§ DOCUMENT SECTION
· · · · · · ·

Rebar improves the data transfer between ram and vram I guess more cache does the same.

Think about it, you really think all the CPU benchmarks ALL fit completely into the normal cache? Because otherwise we would have huge increases in any CPU benchmark that doesn't fit into normal cache as well.

Most CPU benchmarks are prolonged work where the end result is accumulated a over some relatively long period of time. There is so much its design to do per clock cycle, and the entirety of that work is much larger than the cache. A cinebench run for example isn't done until the whole thing is complete over many seconds. It scales with threads and each thread is working on something different from its cores local L2 cache. It takes so long for each tile to complete that the next bit of data is long queued up and just waiting. No matter how much L3 you have. Which is why it also doesn't scale much with memory bandwidth or latency.

For a game however the CPUs entire principal data set (draw call) is literally a single frames worth of information that it's trying to get to the GPU as fast as possible. The CPU is compiling the details to tell the GPU how to draw a frame, and the GPU's ability to draw each successive frame faster is limited by the CPU's ability to tell it to. Which is in milliseconds. At that speed the prior frame can be out of the way faster than system RAM can put the next batch of data in L3. More L3 allows repeating data to remain more present, while also accommodating more unique data.

Rebar is a memory addressing function over PCIe, which is not incredibly different from when we switched from 32bit for 64bit. That's about improving asset loading which is separate work from the Draw calls. The Draw calls do have to act on the data in the frame buffer so it helps to be able to move larger chunks at a time.

· · · · · · ·

§ DATA SEGMENT
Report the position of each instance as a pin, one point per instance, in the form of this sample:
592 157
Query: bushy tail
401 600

· · · · · · ·

§ EXERCISE REQUIREMENTS
A – Output the passage from the discussion of CPU cache, starting at "Rebar improves the" and ending at "cache as well.", reproduced verbatim.
B – Pick up the discussion of CPU cache and Rebar where it stops, and continue it.

§ ANSWER SET
A –
Rebar improves the data transfer between ram and vram I guess more cache does the same.

Think about it, you really think all the CPU benchmarks ALL fit completely into the normal cache? Because otherwise we would have huge increases in any CPU benchmark that doesn't fit into normal cache as well.

B –
The thing about consoles is that they target a fixed frame rate. Which if its 60FPS is equal to ~16.7ms per frame. Not all games are design for console, but if your port of choice has an unlocked frame rate then the CPU has to turn in its work at much faster rate to keep the much stronger GPU fed to maintain a much higher desired minimum.
 
So waranty is the deciding factor for you then. Okay.
It seems that, in your world, an apples to apples comparision can never be realized. :(
It's the deciding factor for a company selling their product.
Are you ok with a company lying to you about performance, showing you overclocked but not covering it?
What would be the reason of them showing you performance that they don't cover under warranty?
If you want to see overclocking comparisons you will have to wait for 3rd party.
For a game however the CPUs entire principal data set (draw call) is literally a single frames worth of information that it's trying to get to the GPU as fast as possible. The CPU is compiling the details to tell the GPU how to draw a frame, and the GPU's ability to draw each successive frame faster is limited by the CPU's ability to tell it to. Which is in milliseconds. At that speed the prior frame can be out of the way faster than system RAM can put the next batch of data in L3. More L3 allows repeating data to remain more present, while also accommodating more unique data.
So in fewer words it's about how fast the data can go from system ram to the gpu...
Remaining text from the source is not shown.